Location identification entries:
---+---
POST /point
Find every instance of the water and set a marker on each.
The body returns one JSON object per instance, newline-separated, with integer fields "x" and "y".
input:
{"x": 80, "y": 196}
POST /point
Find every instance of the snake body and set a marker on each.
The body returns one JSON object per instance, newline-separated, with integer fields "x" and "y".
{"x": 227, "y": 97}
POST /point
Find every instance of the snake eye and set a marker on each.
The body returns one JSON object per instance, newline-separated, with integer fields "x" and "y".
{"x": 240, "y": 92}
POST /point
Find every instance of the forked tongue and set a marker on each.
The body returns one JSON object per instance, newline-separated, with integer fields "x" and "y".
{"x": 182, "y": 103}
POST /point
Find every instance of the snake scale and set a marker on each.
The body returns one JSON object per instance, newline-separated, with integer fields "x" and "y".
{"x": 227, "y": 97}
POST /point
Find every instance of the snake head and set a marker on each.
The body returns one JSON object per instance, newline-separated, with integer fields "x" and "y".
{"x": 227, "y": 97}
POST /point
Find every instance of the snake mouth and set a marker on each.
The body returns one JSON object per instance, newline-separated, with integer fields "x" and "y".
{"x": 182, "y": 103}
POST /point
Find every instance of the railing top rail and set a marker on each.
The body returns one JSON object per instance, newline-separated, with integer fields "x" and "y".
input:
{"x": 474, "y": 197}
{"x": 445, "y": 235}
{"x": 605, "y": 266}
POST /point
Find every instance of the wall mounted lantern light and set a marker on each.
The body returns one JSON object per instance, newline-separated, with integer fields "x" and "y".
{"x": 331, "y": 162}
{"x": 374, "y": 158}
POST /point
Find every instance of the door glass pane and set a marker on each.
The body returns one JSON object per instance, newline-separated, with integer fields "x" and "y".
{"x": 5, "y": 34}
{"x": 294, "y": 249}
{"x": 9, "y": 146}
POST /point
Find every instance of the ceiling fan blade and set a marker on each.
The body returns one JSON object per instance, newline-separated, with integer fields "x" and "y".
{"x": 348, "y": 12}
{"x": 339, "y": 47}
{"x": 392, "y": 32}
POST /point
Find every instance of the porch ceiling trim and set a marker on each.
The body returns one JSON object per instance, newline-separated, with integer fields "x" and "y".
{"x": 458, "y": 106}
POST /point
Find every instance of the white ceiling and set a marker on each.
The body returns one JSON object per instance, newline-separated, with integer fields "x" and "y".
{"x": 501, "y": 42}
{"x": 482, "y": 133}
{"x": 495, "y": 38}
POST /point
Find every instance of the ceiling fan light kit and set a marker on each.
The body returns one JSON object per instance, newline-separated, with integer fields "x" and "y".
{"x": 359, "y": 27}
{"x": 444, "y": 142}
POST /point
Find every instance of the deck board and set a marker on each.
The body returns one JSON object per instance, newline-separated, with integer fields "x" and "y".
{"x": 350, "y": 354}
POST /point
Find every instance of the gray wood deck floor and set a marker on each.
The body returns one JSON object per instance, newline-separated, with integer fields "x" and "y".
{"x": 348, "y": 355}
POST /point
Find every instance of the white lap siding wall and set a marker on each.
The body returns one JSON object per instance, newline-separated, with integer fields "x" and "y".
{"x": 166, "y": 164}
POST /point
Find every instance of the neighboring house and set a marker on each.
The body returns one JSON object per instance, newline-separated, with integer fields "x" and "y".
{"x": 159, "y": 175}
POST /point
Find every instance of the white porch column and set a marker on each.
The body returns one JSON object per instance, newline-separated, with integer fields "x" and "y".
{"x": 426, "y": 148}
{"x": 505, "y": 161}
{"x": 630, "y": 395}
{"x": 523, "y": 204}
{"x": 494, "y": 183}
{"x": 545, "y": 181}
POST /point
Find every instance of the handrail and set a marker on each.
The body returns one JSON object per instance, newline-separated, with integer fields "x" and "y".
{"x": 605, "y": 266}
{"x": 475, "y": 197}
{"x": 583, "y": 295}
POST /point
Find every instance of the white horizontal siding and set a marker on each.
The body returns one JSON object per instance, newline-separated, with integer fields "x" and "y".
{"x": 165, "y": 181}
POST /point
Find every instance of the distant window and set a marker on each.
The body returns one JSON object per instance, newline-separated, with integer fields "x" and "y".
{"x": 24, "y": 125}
---+---
State how many lines of the records contain the string "light", giving the number alone.

2